──────── Material for this exercise

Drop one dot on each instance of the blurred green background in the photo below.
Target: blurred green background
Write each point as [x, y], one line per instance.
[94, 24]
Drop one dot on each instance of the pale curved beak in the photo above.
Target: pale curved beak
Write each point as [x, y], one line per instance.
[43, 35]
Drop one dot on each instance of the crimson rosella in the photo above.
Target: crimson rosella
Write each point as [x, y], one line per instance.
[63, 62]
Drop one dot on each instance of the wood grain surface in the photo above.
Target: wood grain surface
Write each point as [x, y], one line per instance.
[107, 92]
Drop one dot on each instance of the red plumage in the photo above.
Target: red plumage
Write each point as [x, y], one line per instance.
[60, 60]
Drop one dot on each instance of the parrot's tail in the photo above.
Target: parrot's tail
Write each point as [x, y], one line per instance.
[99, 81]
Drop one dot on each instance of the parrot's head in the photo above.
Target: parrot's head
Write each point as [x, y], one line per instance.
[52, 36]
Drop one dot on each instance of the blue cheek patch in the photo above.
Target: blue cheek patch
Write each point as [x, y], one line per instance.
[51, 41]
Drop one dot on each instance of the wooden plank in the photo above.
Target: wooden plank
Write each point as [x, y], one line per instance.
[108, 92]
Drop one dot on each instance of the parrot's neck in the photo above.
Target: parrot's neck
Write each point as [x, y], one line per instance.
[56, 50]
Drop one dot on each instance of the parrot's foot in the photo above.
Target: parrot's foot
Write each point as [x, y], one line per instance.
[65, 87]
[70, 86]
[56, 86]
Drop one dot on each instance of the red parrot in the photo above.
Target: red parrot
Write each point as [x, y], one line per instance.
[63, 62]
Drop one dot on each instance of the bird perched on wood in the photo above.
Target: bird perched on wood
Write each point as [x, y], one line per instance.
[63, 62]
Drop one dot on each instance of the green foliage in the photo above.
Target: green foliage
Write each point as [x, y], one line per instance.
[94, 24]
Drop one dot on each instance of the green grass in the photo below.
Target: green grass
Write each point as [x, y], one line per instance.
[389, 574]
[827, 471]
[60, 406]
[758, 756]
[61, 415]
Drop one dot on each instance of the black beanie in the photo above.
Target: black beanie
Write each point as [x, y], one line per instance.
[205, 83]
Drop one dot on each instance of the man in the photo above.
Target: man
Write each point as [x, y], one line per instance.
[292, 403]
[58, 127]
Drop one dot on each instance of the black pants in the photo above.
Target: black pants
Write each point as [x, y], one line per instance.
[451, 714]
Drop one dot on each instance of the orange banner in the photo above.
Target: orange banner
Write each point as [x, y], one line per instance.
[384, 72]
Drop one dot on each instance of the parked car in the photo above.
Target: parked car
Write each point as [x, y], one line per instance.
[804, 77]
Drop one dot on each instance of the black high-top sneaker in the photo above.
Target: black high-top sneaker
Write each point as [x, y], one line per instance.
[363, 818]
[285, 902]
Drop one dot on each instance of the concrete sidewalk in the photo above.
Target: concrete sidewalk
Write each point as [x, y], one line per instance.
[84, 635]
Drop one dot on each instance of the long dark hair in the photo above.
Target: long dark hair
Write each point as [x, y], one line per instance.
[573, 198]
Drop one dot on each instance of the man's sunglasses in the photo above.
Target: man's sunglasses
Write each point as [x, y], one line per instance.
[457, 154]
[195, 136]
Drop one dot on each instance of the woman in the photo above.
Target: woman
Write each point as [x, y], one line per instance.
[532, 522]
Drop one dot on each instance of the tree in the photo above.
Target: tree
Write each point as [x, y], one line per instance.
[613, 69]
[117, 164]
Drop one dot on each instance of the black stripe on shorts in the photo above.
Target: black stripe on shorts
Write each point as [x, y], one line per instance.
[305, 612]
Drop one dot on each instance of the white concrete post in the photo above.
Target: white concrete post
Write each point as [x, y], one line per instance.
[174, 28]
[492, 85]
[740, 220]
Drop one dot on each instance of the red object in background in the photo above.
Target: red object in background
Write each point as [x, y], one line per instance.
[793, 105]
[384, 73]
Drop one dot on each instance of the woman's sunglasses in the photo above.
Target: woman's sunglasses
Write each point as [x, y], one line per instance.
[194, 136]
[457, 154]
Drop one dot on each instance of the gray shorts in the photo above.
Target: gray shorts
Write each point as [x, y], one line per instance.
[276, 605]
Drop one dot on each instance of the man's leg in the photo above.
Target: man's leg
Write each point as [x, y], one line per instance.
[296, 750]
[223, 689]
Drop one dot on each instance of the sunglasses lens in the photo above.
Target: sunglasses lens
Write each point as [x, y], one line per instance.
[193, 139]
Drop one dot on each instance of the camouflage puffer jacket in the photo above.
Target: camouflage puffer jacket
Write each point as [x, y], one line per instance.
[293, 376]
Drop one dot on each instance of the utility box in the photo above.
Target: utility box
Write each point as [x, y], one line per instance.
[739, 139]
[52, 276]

────────────────

For the string "banner", go line by line through the material and copy every line that has it.

Expected answer:
Drop one dot on each instance of the orange banner in the photo above.
Target: orange banner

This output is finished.